### Fragment dokumentu
☆ ☆ ☆ ☆ ☆ ☆ ☆

Poszukuję informacji o moim dziadku Józefie Frąckiewicz, ojcu Romualda ur. 2.09.1925 w Narbutowszczyźnie, pow. oszmiański (dziś Białoruś). Matka Romualda, a moja babcia Amelia zmarła w tamtych stronach w latach 60-tych ub. wieku.
Z uzyskanych informacji wiem, że rodzina Frąckiewicz osiadła w XVII wieku w Krzepicach. Potem wylegitymowała się ze szlachectwa. Jeden z jej przedstawicieli musiał po 1863 roku uciekać na Kresy, gdzie ukrywał się w majątku Radziwiłłów. W wykazie imiennym wybieralnych do rady powiatowej powiatu wieluńskiego w roku 1861 znalazłam nazwisko Mikołaj Frąckiewicz - Krzepice. Czy ktoś zna dalsze losy tego Frąckiewicza? Czy to on musiał uciekać na Kresy?
Czekam na jakiekolwiek informacje na ten temat!!!!

☆ ☆ ☆ ☆ ☆ ☆ ☆

### Do wykonania
• 1. Oceń, czy poniższe stwierdzenia zgadzają się z wpisem o rodzinie Frąckiewicz. Przy każdym odpowiedz „tak” lub „nie” i przytocz dosłownie rozstrzygające słowa wpisu.
(a) Romuald urodził się w Krzepicach.
(b) Rodzina Frąckiewicz osiadła w Krzepicach w XVII wieku.
(c) Amelia zmarła w latach 60. ubiegłego wieku.
• 2. Na podstawie wpisu o rodzinie Frąckiewicz odpowiedz na poniższe pytania.
(a) W którym powiecie leży Narbutowszczyzna?
(b) Gdzie ukrywał się przedstawiciel rodziny, który po 1863 roku musiał uciekać na Kresy?
(c) Z którego roku pochodzi wykaz imienny wybieralnych do rady powiatowej powiatu wieluńskiego?
• 3. Kontynuuj wpis o rodzinie Frąckiewicz od miejsca, w którym się kończy.
Wiersze nie odgrywają tu żadnej roli.

### Dane źródłowe

☆ ☆ ☆ ☆ ☆ ☆ ☆

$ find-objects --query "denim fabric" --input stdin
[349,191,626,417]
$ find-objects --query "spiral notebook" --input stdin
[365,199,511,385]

☆ ☆ ☆ ☆ ☆ ☆ ☆

### Odpowiedzi do zadań
• 1.
(a) Nie: „ur. 2.09.1925 w Narbutowszczyźnie, pow. oszmiański”.
(b) Tak: „rodzina Frąckiewicz osiadła w XVII wieku w Krzepicach”.
(c) Tak: „zmarła w tamtych stronach w latach 60-tych ub. wieku”.

• 2.
(a) W powiecie oszmiańskim.
(b) W majątku Radziwiłłów.
(c) Z 1861 roku.

• 3.
Janka
W powstaniu 1863 brali udzial: Mikolaj, Julian, Wladyslaw Brodzic-Frackiewicz oraz tesc Wladyslawa, Jozef Stempel.
Mikolaj uciekl do Drezna z listami uwierzytelniajacymi od Jozefa Ignacego Kraszewskiego i Hr. Walewskiego (wlasciciela Parzymiech, ktory uniknal aresztowania)
Julian uciekl na Wolyn do dobr Radziwillow, gdzie byl administratorem (z relacji p.Zygmunta Frackiewicza).
Kontakt musi Pani nawiazac we wlasnym zakresie (nie mam danych) .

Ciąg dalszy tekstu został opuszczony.